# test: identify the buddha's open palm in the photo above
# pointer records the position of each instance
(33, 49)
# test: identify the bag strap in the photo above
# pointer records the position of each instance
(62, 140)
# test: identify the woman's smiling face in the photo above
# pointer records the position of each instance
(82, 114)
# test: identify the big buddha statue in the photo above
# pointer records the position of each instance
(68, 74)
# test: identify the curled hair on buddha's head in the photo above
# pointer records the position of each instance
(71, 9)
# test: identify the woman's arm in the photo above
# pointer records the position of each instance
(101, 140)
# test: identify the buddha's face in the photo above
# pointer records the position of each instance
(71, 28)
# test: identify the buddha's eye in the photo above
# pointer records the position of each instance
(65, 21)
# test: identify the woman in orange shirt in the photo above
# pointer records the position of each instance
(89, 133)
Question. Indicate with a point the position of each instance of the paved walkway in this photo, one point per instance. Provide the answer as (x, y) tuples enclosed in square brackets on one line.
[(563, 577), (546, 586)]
******************************
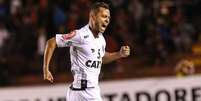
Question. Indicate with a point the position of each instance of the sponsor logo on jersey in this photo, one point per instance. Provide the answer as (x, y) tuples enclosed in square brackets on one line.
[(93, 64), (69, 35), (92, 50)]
******************************
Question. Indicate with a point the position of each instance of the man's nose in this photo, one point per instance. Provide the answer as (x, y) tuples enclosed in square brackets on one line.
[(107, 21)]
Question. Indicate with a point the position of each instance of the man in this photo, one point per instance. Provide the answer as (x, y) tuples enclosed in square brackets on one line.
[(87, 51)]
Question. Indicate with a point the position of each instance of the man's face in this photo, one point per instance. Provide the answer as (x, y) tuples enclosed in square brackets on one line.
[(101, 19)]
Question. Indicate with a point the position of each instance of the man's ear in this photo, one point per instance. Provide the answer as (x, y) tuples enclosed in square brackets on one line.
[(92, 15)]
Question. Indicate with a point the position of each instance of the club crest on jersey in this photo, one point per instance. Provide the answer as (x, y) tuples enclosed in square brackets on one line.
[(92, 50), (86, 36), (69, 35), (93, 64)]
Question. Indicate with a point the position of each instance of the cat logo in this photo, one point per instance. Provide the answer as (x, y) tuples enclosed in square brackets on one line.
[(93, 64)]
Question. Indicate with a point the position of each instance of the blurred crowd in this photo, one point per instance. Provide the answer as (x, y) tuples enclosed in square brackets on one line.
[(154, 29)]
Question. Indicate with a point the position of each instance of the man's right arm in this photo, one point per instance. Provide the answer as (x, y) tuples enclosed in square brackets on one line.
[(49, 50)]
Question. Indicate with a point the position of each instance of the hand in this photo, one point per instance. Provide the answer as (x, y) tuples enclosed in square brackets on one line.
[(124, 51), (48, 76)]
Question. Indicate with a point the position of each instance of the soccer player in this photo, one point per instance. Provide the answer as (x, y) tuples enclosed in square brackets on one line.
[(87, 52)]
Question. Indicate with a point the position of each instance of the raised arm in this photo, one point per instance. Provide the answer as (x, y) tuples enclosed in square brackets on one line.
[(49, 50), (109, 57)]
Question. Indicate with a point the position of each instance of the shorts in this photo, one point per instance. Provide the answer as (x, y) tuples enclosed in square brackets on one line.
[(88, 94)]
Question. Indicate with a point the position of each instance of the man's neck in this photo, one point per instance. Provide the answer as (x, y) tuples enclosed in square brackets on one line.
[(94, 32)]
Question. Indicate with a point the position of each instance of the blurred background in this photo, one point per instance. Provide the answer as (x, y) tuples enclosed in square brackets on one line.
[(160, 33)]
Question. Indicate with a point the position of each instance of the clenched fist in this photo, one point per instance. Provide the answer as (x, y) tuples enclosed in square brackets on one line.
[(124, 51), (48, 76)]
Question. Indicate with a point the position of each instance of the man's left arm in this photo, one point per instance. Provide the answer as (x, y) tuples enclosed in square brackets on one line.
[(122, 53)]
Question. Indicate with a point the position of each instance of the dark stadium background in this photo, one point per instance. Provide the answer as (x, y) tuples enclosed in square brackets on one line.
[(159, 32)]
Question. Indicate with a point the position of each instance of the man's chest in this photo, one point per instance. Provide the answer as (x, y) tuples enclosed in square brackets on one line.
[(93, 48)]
******************************
◆ Problem details ◆
From the records above, extract exactly and only the lines that begin at the line with "# test: identify the buddha's open" and stop after the line with "# test: identify the buddha's eye".

◆ Response ◆
# test: identify the buddha's open palm in the photo above
# pointer records the position of each instance
(33, 49)
# test: identify the bag strap in the photo above
# pointer records the position of each instance
(62, 140)
# test: identify the woman's smiling face in the photo above
# pointer records the position of each instance
(82, 114)
# test: identify the big buddha statue in the photo above
# pointer records the position of each instance
(68, 74)
# test: identify the curled hair on buddha's head in the photo above
# pointer records the position of each instance
(71, 9)
# test: identify the woman's arm in the photo above
# pointer records the position of each instance
(101, 140)
# test: identify the buddha's face in the photo above
# pointer records the position of each instance
(71, 28)
# test: identify the buddha's eye in the photo above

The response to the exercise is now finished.